__What to work on__.
Can you rename "marker" to "dot" throughout the records below and give them back with everything else unchanged?

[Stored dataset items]
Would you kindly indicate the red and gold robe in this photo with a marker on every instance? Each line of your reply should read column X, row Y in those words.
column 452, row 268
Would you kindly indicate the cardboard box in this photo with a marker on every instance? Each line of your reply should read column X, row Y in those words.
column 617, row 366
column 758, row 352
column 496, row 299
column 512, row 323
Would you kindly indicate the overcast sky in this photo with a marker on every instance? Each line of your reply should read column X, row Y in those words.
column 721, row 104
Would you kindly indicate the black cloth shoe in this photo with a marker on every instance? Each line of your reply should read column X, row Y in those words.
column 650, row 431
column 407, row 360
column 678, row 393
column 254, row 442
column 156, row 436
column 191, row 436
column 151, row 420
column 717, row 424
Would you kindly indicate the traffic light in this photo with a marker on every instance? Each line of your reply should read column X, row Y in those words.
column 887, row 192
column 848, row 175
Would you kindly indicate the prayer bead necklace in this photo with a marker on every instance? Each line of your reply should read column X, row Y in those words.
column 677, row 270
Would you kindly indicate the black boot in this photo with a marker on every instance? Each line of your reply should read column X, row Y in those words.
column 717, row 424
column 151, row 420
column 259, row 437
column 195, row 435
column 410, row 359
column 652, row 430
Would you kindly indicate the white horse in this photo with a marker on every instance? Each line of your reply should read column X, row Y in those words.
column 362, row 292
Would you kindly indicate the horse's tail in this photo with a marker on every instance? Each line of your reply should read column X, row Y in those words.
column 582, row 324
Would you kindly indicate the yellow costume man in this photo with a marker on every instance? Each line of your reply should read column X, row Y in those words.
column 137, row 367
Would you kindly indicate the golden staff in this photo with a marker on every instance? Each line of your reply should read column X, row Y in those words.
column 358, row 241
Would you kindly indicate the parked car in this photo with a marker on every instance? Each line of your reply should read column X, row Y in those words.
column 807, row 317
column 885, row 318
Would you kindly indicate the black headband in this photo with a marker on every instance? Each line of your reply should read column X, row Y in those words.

__The output__.
Would you kindly indicate the red and gold robe in this photo with a dot on every instance? Each line of your reply should read column X, row Y in those words.
column 452, row 268
Would you kindly indicate the cardboard box in this photo with a dot on every instance? Each line of your reply should read column X, row Y in those words.
column 617, row 366
column 758, row 352
column 496, row 299
column 512, row 323
Would you kindly indicate the overcast sky in this photo with a dot on every instance? Each line of your reply should read column X, row Y in those words.
column 721, row 104
Would you kindly indicate the black cloth shoe in this photo with a dot on every instance? Each line of your reply should read column X, row Y in those words.
column 650, row 431
column 407, row 360
column 678, row 393
column 254, row 442
column 156, row 436
column 191, row 436
column 151, row 420
column 717, row 424
Would you kindly indicate the traffic light in this photo with a dot on every instance? Each line of your reply should read column X, row Y in those words.
column 887, row 192
column 848, row 175
Would you kindly indicate the prayer bead necklace in this photo with a dot on every instance? Each line of your reply should read column X, row Y in those words.
column 677, row 270
Would you kindly indicate the black boot in this photo with a dot on every instance? Each line of your reply should read column X, row Y in those words.
column 717, row 424
column 151, row 420
column 259, row 437
column 195, row 435
column 410, row 359
column 652, row 430
Would you kindly indicate the white horse in this photo with a dot on every instance? Each line of your reply should read column X, row Y in those words.
column 362, row 292
Would you kindly indicate the horse's tail in this photo with a dot on every instance? Each line of your reply should read column X, row Y in those words.
column 582, row 324
Would you kindly indicate the yellow costume man in this photo with a dot on every instance? Each line of your reply should read column X, row Y in those words.
column 137, row 367
Would you kindly indicate the golden staff in this photo with a dot on every instance? Each line of your reply should read column X, row Y in those words.
column 358, row 241
Would you kindly indicate the parked car in this photo with a dot on every instance? Each line of your reply should read column X, row Y in those words.
column 807, row 317
column 885, row 318
Would you kindly indicate the black headband in this photo with a dot on every instance? Each line of your reply should read column X, row Y in those words.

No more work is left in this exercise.